─── Supplied records
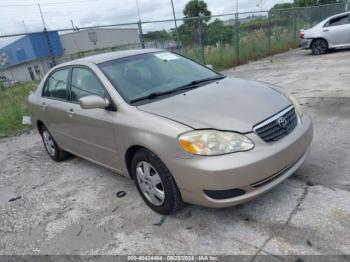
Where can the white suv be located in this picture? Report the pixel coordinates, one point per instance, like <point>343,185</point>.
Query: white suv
<point>333,32</point>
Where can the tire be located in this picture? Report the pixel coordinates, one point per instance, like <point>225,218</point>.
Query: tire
<point>155,183</point>
<point>319,47</point>
<point>54,151</point>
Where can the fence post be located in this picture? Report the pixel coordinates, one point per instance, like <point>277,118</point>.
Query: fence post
<point>237,38</point>
<point>200,40</point>
<point>142,41</point>
<point>294,26</point>
<point>269,33</point>
<point>49,47</point>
──────
Reproduce every line of the items above, requests included, and shift each pixel coordinate in the answer points by -53, leaving the coordinates in the requests and their format samples unchanged. Leave the pictures out.

- Task result:
Where can the white suv be located in this picture? Report the pixel coordinates, one point per instance, like <point>343,185</point>.
Query: white suv
<point>280,-21</point>
Where can the tire be located in this picture? Report the pixel coordinates, one point per instance, like <point>225,218</point>.
Query: tire
<point>102,130</point>
<point>266,-6</point>
<point>1,98</point>
Where can the fence post be located in this picture? Report the pixel coordinates, one point per instance, like <point>277,118</point>.
Query: fence post
<point>184,-15</point>
<point>147,-13</point>
<point>89,-12</point>
<point>241,-27</point>
<point>216,-20</point>
<point>-4,-6</point>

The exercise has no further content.